**WHAT YOU ARE ASKED TO DO**
According to the text on life-sustaining treatment decisions, what did healthcare professionals identify as the most influential factor in those decisions?

**TEXT SECTION**
● ● ● ●

Patients, healthcare professionals, and their families would be affected by cultural factors when making decisions about life-sustaining treatments. Rather than relying solely on medical judgment, decisions to withhold or withdraw life-sustaining treatment are discussed among healthcare providers, patients along with family members, taking a sociocultural perspective into consideration. In the present study, healthcare professionals identified the opinions of the family as the most influential factor in life-sustaining treatment decisions. While patients and families prioritize the patient’s opinion, they also acknowledge the family’s role in the decision-making process. The practice is in line with the dominant family-centered culture, which takes into account the role of family members in caring for patients at the end of life and in bearing the burden of medical costs. For example, withdrawing life-sustaining treatment can facilitate the death of the patient, causing a strong feeling of guilt among the family members in spite of the patient’s critical condition. Family members often make the decision to continue life-sustaining treatments even when those procedures are no longer beneficial to the patients because East Asian cultures place a strong emphasis on filial piety [31]. In this sociocultural context, it would be more challenging for health professionals to discuss the patient’s preferences for end-of-life care [32, 33]. Therefore, it is necessary to develop educational and promotional programs that can be applied to patients and their families that consider cultural differences in order to increase understanding of the LST decision process. The clinical guidelines based on the Act must take into account the sociocultural context in order to serve as an effective model for guaranteeing the rights of patients under legal provisions pertaining to self-determination along with family decision-making regarding medical treatment.

Since this study was conducted in selected general hospitals, there are limitations in generalizing the results to clinical environments of different sizes and different disease severity. There are also limitations in this study to exploring individual or socio-economic factors that may influence the decision process of LST implementation. Further studies should be conducted in diverse clinical environments, and a future prospective cohort study of the LST decision process undertaken by patients and their families is also required.

● ● ● ●

**SOURCE MATERIAL**
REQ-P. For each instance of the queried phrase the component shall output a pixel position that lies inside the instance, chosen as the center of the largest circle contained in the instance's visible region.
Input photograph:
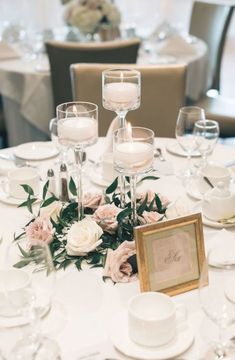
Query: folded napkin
(176, 45)
(7, 52)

● ● ● ●

**PROBLEM SOLUTION**
The opinions of the family.